--- Instruction ---
Return every line of the records below as a JSON list of strings, one string per line, leaving out blank lines and the pictures.

--- Data supplied ---
<<<<
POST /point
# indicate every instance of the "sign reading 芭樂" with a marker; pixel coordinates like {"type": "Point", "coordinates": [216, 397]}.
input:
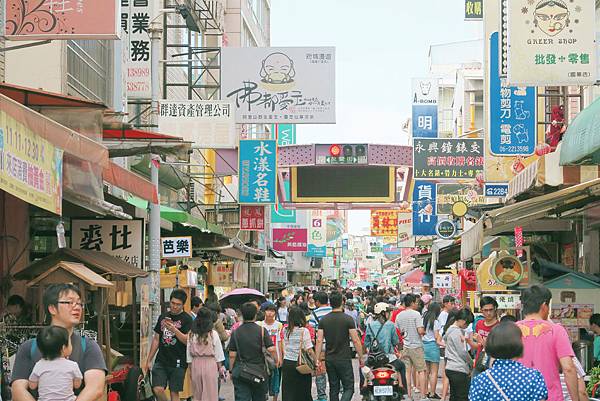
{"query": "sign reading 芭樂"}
{"type": "Point", "coordinates": [551, 42]}
{"type": "Point", "coordinates": [257, 172]}
{"type": "Point", "coordinates": [437, 159]}
{"type": "Point", "coordinates": [280, 84]}
{"type": "Point", "coordinates": [176, 247]}
{"type": "Point", "coordinates": [206, 123]}
{"type": "Point", "coordinates": [123, 239]}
>>>>
--- Solution for this exercise ---
[
  "POST /point",
  "# indicate every instance of the \"sign reading 芭樂\" with a marker; pixel coordinates like {\"type\": \"Point\", \"coordinates\": [216, 397]}.",
  "input:",
  "{\"query\": \"sign reading 芭樂\"}",
  "{\"type\": \"Point\", \"coordinates\": [551, 42]}",
  "{\"type\": \"Point\", \"coordinates\": [257, 172]}",
  "{\"type\": \"Point\", \"coordinates\": [437, 159]}",
  "{\"type\": \"Point\", \"coordinates\": [280, 84]}",
  "{\"type\": \"Point\", \"coordinates\": [176, 247]}",
  "{\"type\": \"Point\", \"coordinates\": [206, 123]}",
  "{\"type\": \"Point\", \"coordinates\": [123, 239]}"
]